**RECORD EXTRACTS:**
☆ ☆ ☆ ☆ ☆ ☆ ☆

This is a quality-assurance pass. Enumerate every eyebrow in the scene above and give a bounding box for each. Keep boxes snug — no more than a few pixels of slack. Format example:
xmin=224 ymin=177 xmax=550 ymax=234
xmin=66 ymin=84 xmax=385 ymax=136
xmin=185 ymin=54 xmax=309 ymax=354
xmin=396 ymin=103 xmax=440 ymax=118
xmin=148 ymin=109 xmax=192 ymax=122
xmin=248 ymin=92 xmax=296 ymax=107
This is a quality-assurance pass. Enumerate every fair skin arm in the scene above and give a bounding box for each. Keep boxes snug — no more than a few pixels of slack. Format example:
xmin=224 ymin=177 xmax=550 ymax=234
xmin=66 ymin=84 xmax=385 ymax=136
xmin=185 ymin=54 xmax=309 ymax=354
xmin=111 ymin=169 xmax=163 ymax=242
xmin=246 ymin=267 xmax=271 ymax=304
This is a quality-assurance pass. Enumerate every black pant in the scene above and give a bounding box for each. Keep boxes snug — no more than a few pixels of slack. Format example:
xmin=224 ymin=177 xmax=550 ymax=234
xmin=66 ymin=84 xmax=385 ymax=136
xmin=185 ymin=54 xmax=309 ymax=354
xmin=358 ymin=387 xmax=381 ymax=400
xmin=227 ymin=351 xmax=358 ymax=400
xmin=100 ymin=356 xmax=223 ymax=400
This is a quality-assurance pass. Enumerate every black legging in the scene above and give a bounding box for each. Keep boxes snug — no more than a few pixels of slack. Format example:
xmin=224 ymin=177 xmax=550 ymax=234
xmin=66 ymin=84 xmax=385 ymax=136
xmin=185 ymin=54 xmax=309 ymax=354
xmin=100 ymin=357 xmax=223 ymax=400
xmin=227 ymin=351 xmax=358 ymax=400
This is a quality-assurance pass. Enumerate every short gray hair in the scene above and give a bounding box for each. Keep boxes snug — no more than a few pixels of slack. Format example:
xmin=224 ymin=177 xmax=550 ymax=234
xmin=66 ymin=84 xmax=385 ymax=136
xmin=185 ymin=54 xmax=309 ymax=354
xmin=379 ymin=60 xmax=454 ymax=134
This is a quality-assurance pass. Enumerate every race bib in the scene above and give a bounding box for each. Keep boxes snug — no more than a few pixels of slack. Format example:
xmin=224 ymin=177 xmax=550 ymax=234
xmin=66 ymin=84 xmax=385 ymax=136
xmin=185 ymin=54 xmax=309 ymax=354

☆ ☆ ☆ ☆ ☆ ☆ ☆

**TASK DETAILS:** Reproduce all of the records above verbatim, line for line and in their original order.

**CORRECT ANSWER:**
This is a quality-assurance pass. Enumerate every eyebrow in the scene above and give a bounding box for each. Keep boxes snug — no more than a few pixels of slack. Format example:
xmin=224 ymin=177 xmax=550 ymax=234
xmin=66 ymin=84 xmax=385 ymax=136
xmin=185 ymin=54 xmax=309 ymax=354
xmin=396 ymin=103 xmax=440 ymax=118
xmin=148 ymin=109 xmax=192 ymax=122
xmin=248 ymin=92 xmax=296 ymax=107
This is a quality-assurance pass. Enumerate every fair skin arm in the scene above and give a bounding box for each. Keep boxes snug — no more than a few pixels of slack. Format example:
xmin=224 ymin=177 xmax=550 ymax=234
xmin=66 ymin=84 xmax=385 ymax=136
xmin=185 ymin=54 xmax=309 ymax=354
xmin=111 ymin=169 xmax=163 ymax=242
xmin=246 ymin=267 xmax=271 ymax=304
This is a quality-assurance pass. Enumerate every black pant in the scene above and give a bounding box for each. Keep boxes snug — no more than a few pixels of slack. Format example:
xmin=224 ymin=177 xmax=550 ymax=234
xmin=66 ymin=84 xmax=385 ymax=136
xmin=185 ymin=54 xmax=309 ymax=354
xmin=358 ymin=387 xmax=381 ymax=400
xmin=227 ymin=351 xmax=358 ymax=400
xmin=100 ymin=356 xmax=223 ymax=400
This is a quality-assurance pass. Enumerate every black legging in the scene above and give a bounding box for each. Keep boxes snug — no more than a few pixels of slack. Format example:
xmin=224 ymin=177 xmax=550 ymax=234
xmin=66 ymin=84 xmax=385 ymax=136
xmin=185 ymin=54 xmax=309 ymax=354
xmin=100 ymin=357 xmax=223 ymax=400
xmin=227 ymin=351 xmax=358 ymax=400
This is a quality-assurance pass. Enumerate every short gray hair in the scene above and give a bounding box for each. Keep boxes snug — no more than a few pixels of slack. Format example:
xmin=224 ymin=177 xmax=550 ymax=234
xmin=66 ymin=84 xmax=385 ymax=136
xmin=185 ymin=54 xmax=309 ymax=354
xmin=379 ymin=60 xmax=454 ymax=134
This is a quality-assurance pass. Enumerate every race bib in the scene above and give a bounding box for each. Keep boxes snug — no more than a few pixels of slack. Format example:
xmin=224 ymin=177 xmax=550 ymax=234
xmin=66 ymin=84 xmax=385 ymax=136
xmin=185 ymin=54 xmax=309 ymax=354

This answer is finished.